## EXCERPT
□ □ □

Welcome to The Singles Bar, a review series focused on new single and song releases.

Scars operate in twofold: sworn badges of honor burnt into our skin and eternal specters of one heartbreak’s sting. Cupid’s heart-shaped aim isn’t always perfect, and we inevitably have that one break-up that broke us down completely. Some of country’s greatest haven’t been immune to suffering’s sweet kiss either, from Hank Williams’ weepy bar-room ballad “I’m So Lonesome I Could Cry” to Patsy Cline‘s scornful and withered “Strange,” and with each turn at the microphone, pain in every shade is on paralyzing display. Irish-bred singer-songwriter Megan O’Neill, who now resides in London and is readying her debut album, tosses her ink-dotted misery onto the pile with her new single “Without,” a glassy, ’90s-built mid-tempo uncovering her brushes with a lukewarm lover.

□ □ □

Reproduce verbatim the passage of the review of Megan O'Neill's single, starting at "Welcome to The" and ending at "a lukewarm lover.".

## GIVEN INFORMATION
□ □ □

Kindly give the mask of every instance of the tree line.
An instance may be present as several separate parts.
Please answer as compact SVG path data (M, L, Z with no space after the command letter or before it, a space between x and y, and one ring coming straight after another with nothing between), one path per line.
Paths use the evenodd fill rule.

□ □ □

## ANSWER FOR THIS EXERCISE
Welcome to The Singles Bar, a review series focused on new single and song releases.

Scars operate in twofold: sworn badges of honor burnt into our skin and eternal specters of one heartbreak’s sting. Cupid’s heart-shaped aim isn’t always perfect, and we inevitably have that one break-up that broke us down completely. Some of country’s greatest haven’t been immune to suffering’s sweet kiss either, from Hank Williams’ weepy bar-room ballad “I’m So Lonesome I Could Cry” to Patsy Cline‘s scornful and withered “Strange,” and with each turn at the microphone, pain in every shade is on paralyzing display. Irish-bred singer-songwriter Megan O’Neill, who now resides in London and is readying her debut album, tosses her ink-dotted misery onto the pile with her new single “Without,” a glassy, ’90s-built mid-tempo uncovering her brushes with a lukewarm lover.